The bytecode VM has also been pushed in a more explicit direction. In exec mode, the VM now carries an explicit value_stack, a frame_stack, and frame records rather than leaning entirely on incidental Python temporaries. Python still owns the concrete implementation, but Pebble is slowly gaining semantic independence over the runtime structures that matter. That is the deeper pattern of the whole project: not physical independence yet, but semantic independence first.
9. What Codex Was Actually Useful For
Most of this was built in a loop with Codex, but the useful interaction was not “write feature X” in isolation. The more valuable pattern was: inspect the current repository, read the architecture docs, understand which layer a change belongs to, then push one subsystem forward without losing the internal story of the project. Sometimes that meant adding or refactoring commands. More often it meant tightening the boundary between Python and Pebble, restating the launcher model, clarifying process or TTY semantics, or turning an implicit rule into an explicit one.

> REQUIRED WORK:
1 - Rewrite the Pebble project excerpt from "9. What Codex" down to "an explicit one.", replacing "repository" with "codebase".
2 - Summarize the Pebble project excerpt in two sentences.
3 - Write the next part of the Pebble project excerpt, picking up after its final sentence.
The lines from the data source are not needed.

Records from a data source:

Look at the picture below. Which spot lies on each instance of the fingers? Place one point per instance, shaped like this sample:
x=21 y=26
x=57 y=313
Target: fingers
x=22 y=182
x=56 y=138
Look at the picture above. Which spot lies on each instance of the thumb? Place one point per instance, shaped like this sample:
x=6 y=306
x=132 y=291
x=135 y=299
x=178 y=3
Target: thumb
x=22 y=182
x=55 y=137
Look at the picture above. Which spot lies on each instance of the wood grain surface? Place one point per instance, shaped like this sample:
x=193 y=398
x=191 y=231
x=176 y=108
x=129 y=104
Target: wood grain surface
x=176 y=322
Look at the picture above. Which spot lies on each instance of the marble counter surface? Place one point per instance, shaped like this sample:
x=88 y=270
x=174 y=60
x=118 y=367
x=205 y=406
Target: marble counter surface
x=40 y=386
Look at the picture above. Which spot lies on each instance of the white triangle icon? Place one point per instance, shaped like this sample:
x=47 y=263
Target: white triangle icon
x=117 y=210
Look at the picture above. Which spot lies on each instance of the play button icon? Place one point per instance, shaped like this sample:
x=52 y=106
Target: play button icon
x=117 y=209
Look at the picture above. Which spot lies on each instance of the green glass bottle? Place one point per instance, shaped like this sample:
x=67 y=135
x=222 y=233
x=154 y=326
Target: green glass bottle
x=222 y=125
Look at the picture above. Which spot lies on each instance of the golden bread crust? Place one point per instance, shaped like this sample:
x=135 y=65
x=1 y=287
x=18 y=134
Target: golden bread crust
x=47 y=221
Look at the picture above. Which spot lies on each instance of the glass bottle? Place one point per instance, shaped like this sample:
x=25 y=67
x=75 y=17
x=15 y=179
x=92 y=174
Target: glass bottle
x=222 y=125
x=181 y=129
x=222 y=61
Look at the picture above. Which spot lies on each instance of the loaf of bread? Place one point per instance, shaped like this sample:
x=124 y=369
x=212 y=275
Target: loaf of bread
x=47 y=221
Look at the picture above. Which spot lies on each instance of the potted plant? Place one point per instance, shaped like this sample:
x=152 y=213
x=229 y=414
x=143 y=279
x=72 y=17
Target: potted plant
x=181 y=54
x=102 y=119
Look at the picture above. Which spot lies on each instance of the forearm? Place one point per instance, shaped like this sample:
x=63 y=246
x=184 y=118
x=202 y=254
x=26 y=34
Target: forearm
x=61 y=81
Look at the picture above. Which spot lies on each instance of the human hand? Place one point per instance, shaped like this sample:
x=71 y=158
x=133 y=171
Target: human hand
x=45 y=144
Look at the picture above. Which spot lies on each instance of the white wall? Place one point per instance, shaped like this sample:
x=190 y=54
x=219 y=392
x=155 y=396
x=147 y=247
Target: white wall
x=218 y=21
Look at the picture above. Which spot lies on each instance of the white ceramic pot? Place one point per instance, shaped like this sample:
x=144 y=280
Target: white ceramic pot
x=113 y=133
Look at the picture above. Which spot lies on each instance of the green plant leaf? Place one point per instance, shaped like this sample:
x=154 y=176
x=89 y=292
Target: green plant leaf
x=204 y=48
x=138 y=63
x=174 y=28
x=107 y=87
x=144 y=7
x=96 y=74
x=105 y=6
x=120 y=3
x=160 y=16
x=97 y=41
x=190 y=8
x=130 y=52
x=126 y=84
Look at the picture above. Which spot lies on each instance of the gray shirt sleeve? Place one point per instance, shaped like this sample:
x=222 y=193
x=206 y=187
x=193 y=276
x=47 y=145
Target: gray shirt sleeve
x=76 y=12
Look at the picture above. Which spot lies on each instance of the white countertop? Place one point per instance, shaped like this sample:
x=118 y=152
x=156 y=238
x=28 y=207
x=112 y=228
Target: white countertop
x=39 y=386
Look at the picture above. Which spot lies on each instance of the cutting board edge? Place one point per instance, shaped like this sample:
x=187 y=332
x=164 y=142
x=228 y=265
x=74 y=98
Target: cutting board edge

> WRITTEN ANSWERS:
1 -
9. What Codex Was Actually Useful For
Most of this was built in a loop with Codex, but the useful interaction was not “write feature X” in isolation. The more valuable pattern was: inspect the current codebase, read the architecture docs, understand which layer a change belongs to, then push one subsystem forward without losing the internal story of the project. Sometimes that meant adding or refactoring commands. More often it meant tightening the boundary between Python and Pebble, restating the launcher model, clarifying process or TTY semantics, or turning an implicit rule into an explicit one.

2 - In exec mode, the bytecode VM now carries an explicit value stack, frame stack, and frame records, reflecting the project's aim of semantic independence before physical independence from Python. Development proceeded in a loop that involved inspecting the repository, reading the architecture docs, and placing each change in its proper layer, which often meant tightening the boundary between Python and Pebble or turning implicit rules into explicit ones.

3 -
That is also why I increasingly think of AI agents as force multipliers for individual builders. If you already have a technical direction in your head, and you can tell when an implementation is right or wrong, an agent like Codex dramatically compresses the distance between idea and working system. The real superpower is not that it replaces judgment; it is that it lets intent propagate into code, refactors, documentation, and iteration loops much faster than one person could usually sustain alone. In that sense, it can feel a little like saying what you want and watching the system begin to exist.
So “vibe coding” is funny, but slightly misleading. The project moved fast, yes, and a lot of it was built in one concentrated weekend day. But what happened here was not random prompting followed by a pile of disconnected features. What happened was that a project that might once have taken months of stop-and-go solo time could be compressed into a single intense day, because the bottleneck shifted. The hard part was no longer typing every line myself; the hard part was having a coherent idea, choosing the right abstractions, and steering the system as it took shape. The result is not just “more code, faster,” but a repository that ended up with a recognizable architecture: a Python bootloader substrate, a Pebble-defined runtime and shell, a filesystem model with multiple semantics, a growing ABI, and the beginnings of a process/thread/TTY story that can actually be extended rather than rewritten from scratch.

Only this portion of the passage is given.